**DATA FOR REVIEW**
========
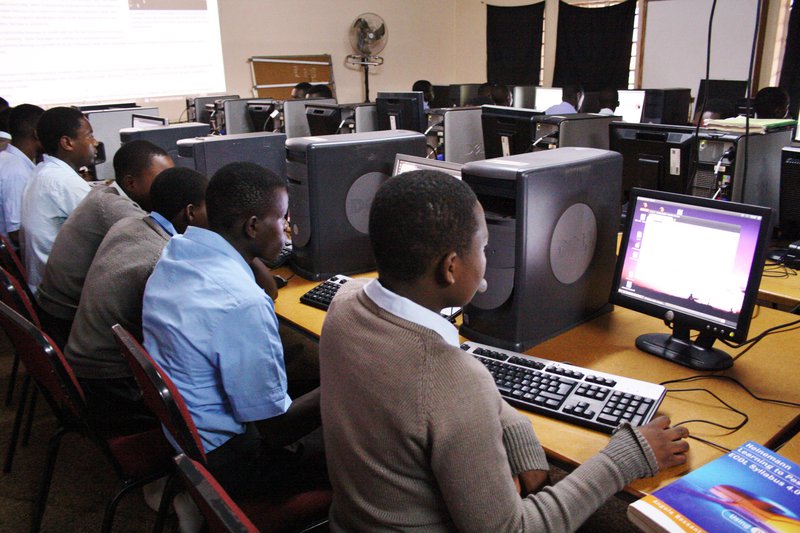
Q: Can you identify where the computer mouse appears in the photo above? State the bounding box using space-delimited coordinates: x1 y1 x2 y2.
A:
273 275 288 289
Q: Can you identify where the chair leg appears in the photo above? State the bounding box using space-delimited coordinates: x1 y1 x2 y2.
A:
154 472 178 533
31 426 67 533
102 474 165 533
4 374 30 473
5 353 20 406
22 386 38 446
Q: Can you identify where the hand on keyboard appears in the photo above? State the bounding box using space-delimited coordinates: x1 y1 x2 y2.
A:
637 416 690 471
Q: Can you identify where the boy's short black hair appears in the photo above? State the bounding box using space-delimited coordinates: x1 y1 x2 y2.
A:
307 84 333 98
150 167 208 221
8 104 44 140
36 106 86 155
113 140 168 180
369 170 479 281
754 87 790 118
205 162 287 232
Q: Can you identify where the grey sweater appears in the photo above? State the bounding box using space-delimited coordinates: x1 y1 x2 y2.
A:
65 215 170 379
320 279 658 532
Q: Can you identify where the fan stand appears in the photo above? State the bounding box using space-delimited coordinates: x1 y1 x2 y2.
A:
346 54 383 103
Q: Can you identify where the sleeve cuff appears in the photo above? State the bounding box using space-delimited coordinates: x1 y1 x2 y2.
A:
604 422 658 479
502 419 549 475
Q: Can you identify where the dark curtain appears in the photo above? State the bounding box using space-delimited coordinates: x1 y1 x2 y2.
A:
487 3 545 85
553 0 636 92
780 0 800 119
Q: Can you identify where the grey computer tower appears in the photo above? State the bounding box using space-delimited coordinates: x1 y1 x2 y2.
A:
217 98 276 135
283 98 336 138
427 107 485 164
286 130 427 280
460 148 621 351
85 107 158 180
119 122 211 161
176 132 287 178
690 127 792 220
532 114 619 151
780 147 800 239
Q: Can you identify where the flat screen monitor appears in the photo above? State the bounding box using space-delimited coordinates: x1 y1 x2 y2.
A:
306 103 346 136
78 102 138 111
534 87 563 112
392 154 462 179
376 92 426 133
609 122 696 204
611 188 772 371
131 114 168 128
615 90 646 123
481 105 543 159
246 101 280 133
694 79 747 119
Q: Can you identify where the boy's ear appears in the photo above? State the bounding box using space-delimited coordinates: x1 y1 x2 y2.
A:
435 251 458 287
242 215 258 239
59 134 74 153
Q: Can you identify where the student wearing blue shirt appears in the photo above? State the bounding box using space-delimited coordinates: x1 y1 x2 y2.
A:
142 162 325 500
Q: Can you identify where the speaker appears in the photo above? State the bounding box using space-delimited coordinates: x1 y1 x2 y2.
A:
460 148 621 351
175 132 287 178
781 147 800 240
286 130 427 280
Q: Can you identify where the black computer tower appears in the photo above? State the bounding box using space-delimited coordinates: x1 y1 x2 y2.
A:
689 127 792 219
286 130 427 280
460 148 621 351
780 147 800 240
175 132 287 178
641 88 691 125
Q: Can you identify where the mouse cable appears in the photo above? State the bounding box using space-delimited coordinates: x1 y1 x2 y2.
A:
660 374 800 409
664 387 749 433
686 435 732 454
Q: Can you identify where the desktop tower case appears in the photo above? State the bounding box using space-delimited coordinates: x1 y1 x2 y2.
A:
641 88 691 125
85 106 158 180
427 107 485 164
283 98 336 138
119 122 211 161
459 148 621 351
532 114 619 151
286 130 427 280
186 95 239 124
175 132 287 178
780 147 800 240
689 128 792 220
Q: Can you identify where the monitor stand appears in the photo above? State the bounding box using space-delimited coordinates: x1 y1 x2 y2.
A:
635 324 733 371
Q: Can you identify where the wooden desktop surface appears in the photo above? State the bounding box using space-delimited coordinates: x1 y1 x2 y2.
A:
759 263 800 310
272 267 800 497
777 430 800 466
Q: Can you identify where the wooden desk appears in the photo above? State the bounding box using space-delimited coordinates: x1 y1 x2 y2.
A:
273 269 800 497
759 263 800 311
777 431 800 466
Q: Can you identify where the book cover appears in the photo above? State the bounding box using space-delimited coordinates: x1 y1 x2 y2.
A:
628 441 800 532
703 117 797 134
========
**YOUR OBJECTIVE**
Review the material and copy each line in which the word "stand" appears.

**RESULT OF THE TASK**
Q: Can you identify where the fan stand appears in the photo above? State the bounding box using space-delimited coordinates: x1 y1 x2 y2.
Q: Can you identify where the monitor stand appears in the photo above? State the bounding box using space-delimited coordinates: x1 y1 x2 y2.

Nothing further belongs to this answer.